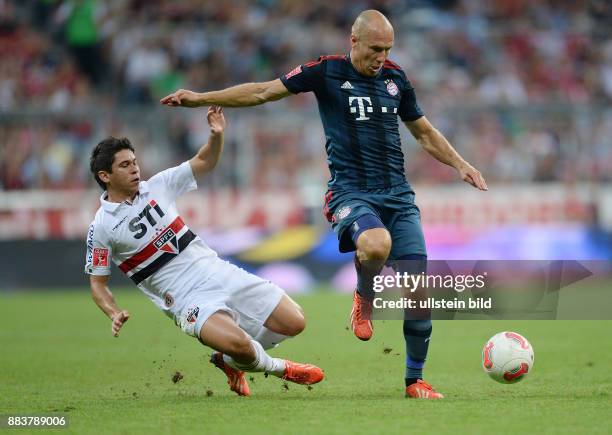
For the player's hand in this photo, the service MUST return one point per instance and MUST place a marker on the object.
(118, 320)
(183, 98)
(471, 175)
(216, 120)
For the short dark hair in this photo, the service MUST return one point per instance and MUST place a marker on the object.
(103, 156)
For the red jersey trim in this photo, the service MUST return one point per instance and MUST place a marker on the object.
(325, 57)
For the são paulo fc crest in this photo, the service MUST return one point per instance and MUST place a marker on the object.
(343, 212)
(391, 87)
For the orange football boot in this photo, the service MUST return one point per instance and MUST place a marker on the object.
(304, 374)
(422, 390)
(235, 378)
(361, 314)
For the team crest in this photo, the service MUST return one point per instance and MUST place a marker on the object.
(343, 212)
(167, 242)
(391, 87)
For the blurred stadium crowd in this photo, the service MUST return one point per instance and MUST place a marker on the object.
(521, 87)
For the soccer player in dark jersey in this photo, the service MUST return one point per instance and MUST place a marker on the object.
(369, 202)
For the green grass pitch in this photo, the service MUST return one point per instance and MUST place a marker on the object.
(57, 355)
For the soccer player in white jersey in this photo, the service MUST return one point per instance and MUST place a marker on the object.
(138, 227)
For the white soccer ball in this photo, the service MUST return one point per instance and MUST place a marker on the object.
(507, 357)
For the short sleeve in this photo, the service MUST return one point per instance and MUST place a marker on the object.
(304, 78)
(99, 251)
(177, 180)
(409, 109)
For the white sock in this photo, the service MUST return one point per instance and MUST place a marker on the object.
(262, 363)
(269, 339)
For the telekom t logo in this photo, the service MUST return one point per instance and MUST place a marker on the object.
(362, 107)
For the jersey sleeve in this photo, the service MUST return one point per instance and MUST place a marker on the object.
(175, 181)
(99, 251)
(304, 78)
(409, 109)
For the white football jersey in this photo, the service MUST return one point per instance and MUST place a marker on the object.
(149, 241)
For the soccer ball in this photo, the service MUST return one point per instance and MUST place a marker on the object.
(507, 357)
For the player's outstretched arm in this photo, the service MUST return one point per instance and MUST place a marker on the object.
(208, 156)
(248, 94)
(103, 297)
(438, 146)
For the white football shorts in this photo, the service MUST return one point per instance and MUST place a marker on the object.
(248, 298)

- TASK INSTRUCTIONS -
Format each line of the records above as a numbered list, skipping blank lines and omitting the pictures.

- RESULT OF THE EXERCISE -
1. For the player's hand in this photo, the service MUST return one point per instance and MUST place a marker on the object.
2. (118, 320)
3. (183, 98)
4. (471, 175)
5. (216, 120)
6. For the short dark hair in this photo, the service MUST return one point per instance and MUST place a marker on the object.
7. (103, 156)
8. For the red jersey trim in this photo, the service MUST return one point per instance and MUST place a marker on the object.
9. (325, 57)
10. For the são paulo fc crest in this photo, the service MUST return one point per instance and MUST place a marker on the object.
11. (343, 212)
12. (391, 87)
13. For the orange football boot in this photo, the service MUST return one point per instance and MUST place a marker on the object.
14. (304, 374)
15. (422, 390)
16. (235, 378)
17. (361, 314)
18. For the team crest in this photo, the service MUST return one point per instance and MUST place a marker on the object.
19. (343, 212)
20. (167, 242)
21. (391, 87)
22. For the blurred stadium crowd in this photo, the service MUST return one point per instance and MUST place a marker on the object.
23. (521, 87)
24. For the soccer player in dark jersey in this photo, the service MUST return one point per instance and MUST place a marker on the object.
25. (369, 202)
26. For the green grass pitch in this photo, the service MUST return one point per instance and MUST place a marker on the object.
27. (57, 355)
28. For the soccer player in white jersey in this photo, the service MUST return one point per instance and MUST place a marker on the object.
29. (138, 227)
30. For the white soccer ball in this photo, the service MUST return one point per instance and MUST place a marker on the object.
31. (507, 357)
32. For the short sleeve in this photo, the service MUST return one point per instance and MUST place a marker on the object.
33. (304, 78)
34. (99, 251)
35. (177, 180)
36. (409, 109)
37. For the white sock in this photo, the service MUST return one point per instance and MUST place a marker on the object.
38. (262, 363)
39. (269, 339)
40. For the telekom t logo in this photo, the service MUST return one point per instance and MUST place a marker on the object.
41. (362, 107)
42. For the jersey sleeve in this photo, the service MUST return one point per instance and MUST place a marker on the object.
43. (175, 181)
44. (99, 251)
45. (304, 78)
46. (409, 109)
47. For the white football jersey in this photo, the service MUST return one point per instance and MUST place a marker on the object.
48. (149, 241)
49. For the soccer ball in this photo, the service MUST return one point per instance and MUST place a marker on the object.
50. (507, 357)
51. For the player's outstretched arm in this photo, the service MUST return one point per instance and MUST place a marker on the object.
52. (208, 156)
53. (248, 94)
54. (103, 297)
55. (438, 146)
56. For the white football shorts in this photo, the service MUST return one point per instance and MUST place a marker on the object.
57. (248, 298)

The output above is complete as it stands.